- _Stated problem 1_: Count the lines in the rows below that contain the word "black". Reply with the number alone.

- _Excerpt_:
Friday, April 29, 2011

Clambake (1967, Arthur H. Nadel)

To offer a little insight into the culmination of Elvis's twenty-fifth film, Clambake was the title created by artistic genius Colonel Tom Parker when writers and producers were seeking a title for Presley's twenty-second film, Spinout.  They decided to save it for a hollow project that would later roll down the chutes, devoid of any context, substance or meaning.

Clambake is a paper-thin Prince and the Pauper tale that rings mostly hollow.  Elvis plays Scott Hayward, an entitled millionaire's son who doesn't want to be vice president of daddy's oil company.  After all, he has other interests like playing guitar, racing boats, and apparently (in a surprising reveal to the audience who has seen no evidence of such intelligence and talent) engineers chemical compounds in the lab.  Scott trades places with can't-catch-a-break-in-life-or-love Tom Wilson (Will Hutchins), taking on Tom's role of water-ski instructor while Tom takes on the coveted role of thumbing his nose at everyone.

- _Stated problem 2_: In the Clambake review, what job does Scott Hayward take on after he trades places with Tom Wilson?

- _Data supplied_:
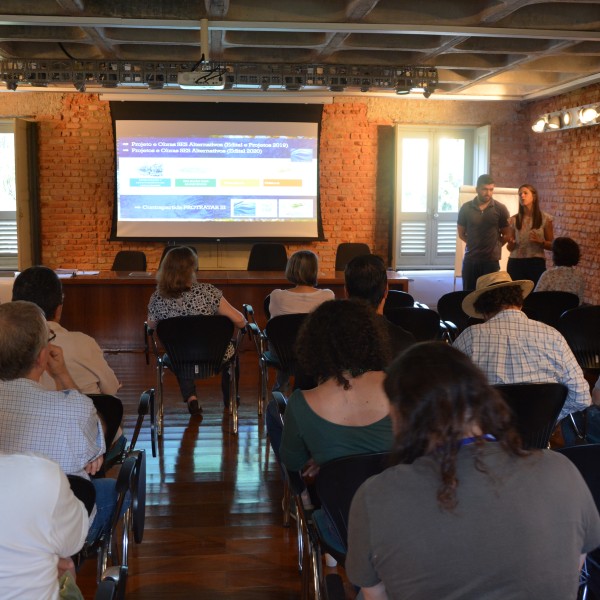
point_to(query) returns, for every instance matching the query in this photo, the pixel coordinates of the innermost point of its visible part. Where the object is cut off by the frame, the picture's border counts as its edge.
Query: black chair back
(449, 308)
(110, 408)
(129, 260)
(347, 251)
(267, 257)
(547, 307)
(337, 483)
(167, 248)
(581, 328)
(84, 490)
(398, 299)
(266, 306)
(586, 458)
(282, 332)
(195, 345)
(423, 323)
(535, 408)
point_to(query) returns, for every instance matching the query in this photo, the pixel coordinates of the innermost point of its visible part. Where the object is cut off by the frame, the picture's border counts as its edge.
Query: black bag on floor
(582, 427)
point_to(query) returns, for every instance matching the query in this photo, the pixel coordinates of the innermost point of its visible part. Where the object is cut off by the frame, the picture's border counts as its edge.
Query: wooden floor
(213, 513)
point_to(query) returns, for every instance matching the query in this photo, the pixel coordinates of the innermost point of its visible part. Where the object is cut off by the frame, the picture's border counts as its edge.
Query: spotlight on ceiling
(588, 115)
(568, 118)
(554, 122)
(539, 125)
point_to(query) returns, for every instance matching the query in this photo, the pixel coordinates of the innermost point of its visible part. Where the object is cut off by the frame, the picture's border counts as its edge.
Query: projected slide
(209, 179)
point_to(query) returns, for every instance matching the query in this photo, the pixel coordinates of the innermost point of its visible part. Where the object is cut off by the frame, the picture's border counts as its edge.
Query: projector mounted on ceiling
(201, 80)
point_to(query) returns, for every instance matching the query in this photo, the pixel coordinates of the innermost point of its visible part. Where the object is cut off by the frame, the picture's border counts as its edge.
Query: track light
(211, 75)
(568, 118)
(589, 114)
(539, 125)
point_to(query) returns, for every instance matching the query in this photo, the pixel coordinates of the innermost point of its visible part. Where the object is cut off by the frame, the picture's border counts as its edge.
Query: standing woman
(533, 233)
(178, 294)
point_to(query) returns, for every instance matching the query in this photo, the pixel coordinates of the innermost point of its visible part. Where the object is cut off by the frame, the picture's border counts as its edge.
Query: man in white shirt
(511, 348)
(39, 530)
(61, 425)
(83, 357)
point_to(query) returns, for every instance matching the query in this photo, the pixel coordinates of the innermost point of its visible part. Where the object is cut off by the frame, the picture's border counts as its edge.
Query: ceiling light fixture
(213, 75)
(588, 114)
(539, 125)
(568, 118)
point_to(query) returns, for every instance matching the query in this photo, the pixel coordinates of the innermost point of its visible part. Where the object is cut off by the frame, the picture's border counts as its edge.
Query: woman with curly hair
(563, 277)
(533, 233)
(343, 347)
(465, 512)
(178, 294)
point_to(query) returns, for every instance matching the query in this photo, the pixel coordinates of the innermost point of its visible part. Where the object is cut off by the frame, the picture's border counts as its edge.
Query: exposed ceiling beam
(310, 27)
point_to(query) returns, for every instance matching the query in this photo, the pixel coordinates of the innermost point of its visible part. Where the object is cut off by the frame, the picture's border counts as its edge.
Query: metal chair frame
(536, 407)
(200, 367)
(112, 549)
(281, 341)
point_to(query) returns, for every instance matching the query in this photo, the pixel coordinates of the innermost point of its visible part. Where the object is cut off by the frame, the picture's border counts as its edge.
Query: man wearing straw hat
(511, 348)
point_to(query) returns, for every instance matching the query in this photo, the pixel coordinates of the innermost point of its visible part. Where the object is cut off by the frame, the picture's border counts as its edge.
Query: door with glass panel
(8, 198)
(431, 165)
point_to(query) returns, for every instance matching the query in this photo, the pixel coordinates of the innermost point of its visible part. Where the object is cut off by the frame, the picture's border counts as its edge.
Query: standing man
(483, 226)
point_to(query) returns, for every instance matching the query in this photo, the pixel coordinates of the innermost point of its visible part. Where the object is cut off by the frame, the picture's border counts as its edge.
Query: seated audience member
(465, 512)
(341, 345)
(178, 294)
(511, 348)
(365, 278)
(42, 523)
(61, 425)
(301, 270)
(563, 277)
(83, 357)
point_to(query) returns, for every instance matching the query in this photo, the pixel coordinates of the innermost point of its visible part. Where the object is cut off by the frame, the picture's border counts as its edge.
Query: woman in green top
(343, 347)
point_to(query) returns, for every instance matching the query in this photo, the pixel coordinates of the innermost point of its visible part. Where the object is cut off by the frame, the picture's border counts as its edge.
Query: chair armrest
(449, 330)
(143, 410)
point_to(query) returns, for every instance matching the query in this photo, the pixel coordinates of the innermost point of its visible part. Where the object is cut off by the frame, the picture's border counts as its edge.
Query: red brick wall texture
(76, 162)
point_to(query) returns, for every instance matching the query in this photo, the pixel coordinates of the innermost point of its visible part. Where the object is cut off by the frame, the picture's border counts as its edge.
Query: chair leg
(286, 504)
(262, 394)
(260, 391)
(159, 395)
(233, 396)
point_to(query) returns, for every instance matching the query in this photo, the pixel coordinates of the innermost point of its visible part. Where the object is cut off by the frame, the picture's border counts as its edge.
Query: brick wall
(564, 166)
(77, 179)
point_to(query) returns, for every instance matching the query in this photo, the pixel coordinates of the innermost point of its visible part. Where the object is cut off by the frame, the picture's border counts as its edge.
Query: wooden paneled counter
(112, 307)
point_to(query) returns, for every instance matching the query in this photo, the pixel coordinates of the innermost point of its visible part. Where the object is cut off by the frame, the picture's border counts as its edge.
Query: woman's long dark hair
(436, 392)
(341, 338)
(536, 216)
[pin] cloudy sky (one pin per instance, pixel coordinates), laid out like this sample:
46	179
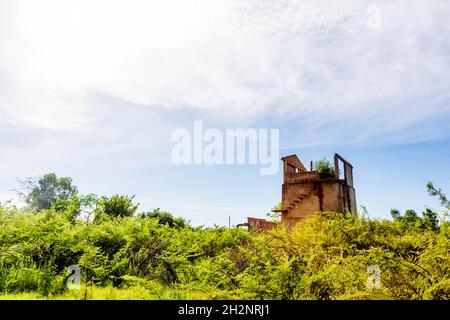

- _Expected output 1_: 2

- _Expected output 2_: Water-ski instructor.